EXTRACT:
****************

Following the announcement form the Phuket Livestock Development Office that a rabies outbreak zone was set in Chalong area yesterday (January 17), Soi Dog Foundation Co-Founder, John Dalley, explained about the incident as the dog, which was indeed infected with rabies, was sent to Soi Dog Foundation for treatment after it was found very sick. It is the first dog which was found positive for rabies after several years in the one and only ‘Rabies Free’ zone of Thailand – Phuket.
A district livestock development office in Phuket province has announced a Rabies outbreak zone in the Chalong area yesterday.
Read more HERE.
“A dog was brought into Soi Dog by our dog catchers after it was reported to be vomiting and unable to stand,” said John Dalley.
“It received treatment for several days but did not respond, and symptoms of staggering and being unable to open its mouth, and head tilted to one side led our veterinary staff to suspect rabies as these are classic symptoms.”
“The dog was euthanised and its body sent to the Government testing laboratory. The result indicated that the dog was positive to rabies, the first positive case seen in a dog on Phuket for many years.”
Right after the rabies was detected, Soi Dog Foundation has worked closely with the local Livestock Development Office in order to control the situation.
“Soi Dog are working closely with the Department of Livestock to vaccinate all dogs within a 5 kilometres radius of where the dog was picked up. Soi Dog will focus on strays and the DLD on owned dogs.”
He urged that people shouldn’t be panicked about the situation but be always aware about the importance of vaccination if they get bitten (or scratched or licked on an open wound).

****************

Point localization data
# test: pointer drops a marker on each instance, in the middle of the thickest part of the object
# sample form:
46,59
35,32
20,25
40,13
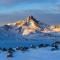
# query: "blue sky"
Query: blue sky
11,7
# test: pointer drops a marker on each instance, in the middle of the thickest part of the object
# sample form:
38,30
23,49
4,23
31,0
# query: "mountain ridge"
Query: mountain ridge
31,25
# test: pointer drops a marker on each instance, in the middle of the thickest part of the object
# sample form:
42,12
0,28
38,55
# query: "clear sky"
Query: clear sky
11,7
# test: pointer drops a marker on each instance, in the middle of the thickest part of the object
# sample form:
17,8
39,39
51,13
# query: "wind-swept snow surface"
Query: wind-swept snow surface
34,54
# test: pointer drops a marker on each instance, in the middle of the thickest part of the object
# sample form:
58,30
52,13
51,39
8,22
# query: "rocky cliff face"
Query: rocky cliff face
31,25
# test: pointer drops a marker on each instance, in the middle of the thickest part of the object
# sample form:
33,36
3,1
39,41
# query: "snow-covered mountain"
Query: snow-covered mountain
26,32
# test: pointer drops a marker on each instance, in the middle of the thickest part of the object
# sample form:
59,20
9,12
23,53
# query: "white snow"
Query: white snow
34,54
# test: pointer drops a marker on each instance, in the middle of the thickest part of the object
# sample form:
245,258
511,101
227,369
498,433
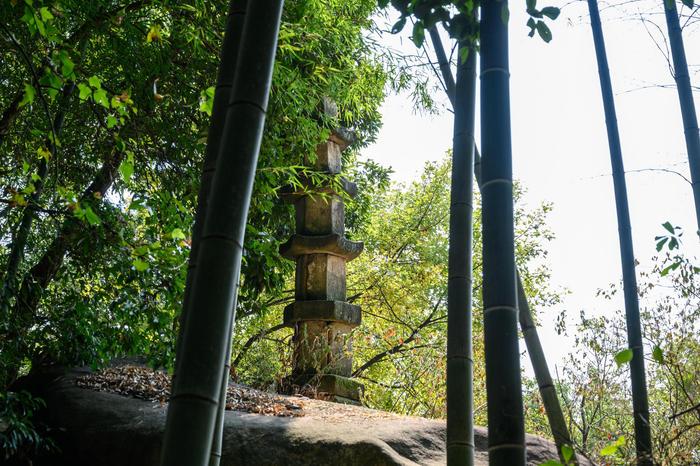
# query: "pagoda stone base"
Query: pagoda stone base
328,386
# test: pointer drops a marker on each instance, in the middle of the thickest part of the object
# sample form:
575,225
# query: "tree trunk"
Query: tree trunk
206,334
9,115
503,385
634,332
685,96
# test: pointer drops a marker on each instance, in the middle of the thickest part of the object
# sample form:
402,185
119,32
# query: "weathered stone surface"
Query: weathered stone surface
96,428
341,386
320,277
320,215
329,311
343,137
329,157
335,244
322,347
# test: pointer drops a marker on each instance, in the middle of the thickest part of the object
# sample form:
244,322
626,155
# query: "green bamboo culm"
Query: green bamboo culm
506,434
550,400
460,396
640,402
222,92
685,96
194,404
545,384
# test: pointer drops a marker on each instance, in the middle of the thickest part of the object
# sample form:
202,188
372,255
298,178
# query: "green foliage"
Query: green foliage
103,264
400,281
21,437
458,18
594,383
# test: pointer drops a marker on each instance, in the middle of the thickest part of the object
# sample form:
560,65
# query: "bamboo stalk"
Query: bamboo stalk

****************

TASKS TO CARRY OUT:
1 – According to the rabies article, within what radius of the spot where the dog was picked up are all dogs to be vaccinated?
2 – For each statement, state whether it agrees with the rabies article, and quote the words from the article that decide it.
(a) The dog was reported to be vomiting and unable to stand before it was brought in.
(b) The dog recovered after several days of treatment.
(c) The Department of Livestock will concentrate on vaccinating stray dogs.
3 – Rewrite more briefly the paragraph of the rabies article that begins "Following the announcement form the Phuket Livestock Development Office," keeping its main facts.
Use only the article to complete the tasks.

SOLUTIONS PER TASK:
1 – All dogs within a 5-kilometer radius are to be vaccinated.

2 –
(a) Yes: "it was reported to be vomiting and unable to stand"
(b) No: "It received treatment for several days but did not respond"
(c) No: "Soi Dog will focus on strays and the DLD on owned dogs"

3 – The Phuket Livestock Development Office announced a rabies outbreak zone in the Chalong area on January 17. Soi Dog Foundation Co-Founder John Dalley then explained that the rabies-infected dog had been sent to the foundation for treatment after it was found very sick. It was the first dog to test positive for rabies in several years in Phuket, Thailand's only "Rabies Free" zone.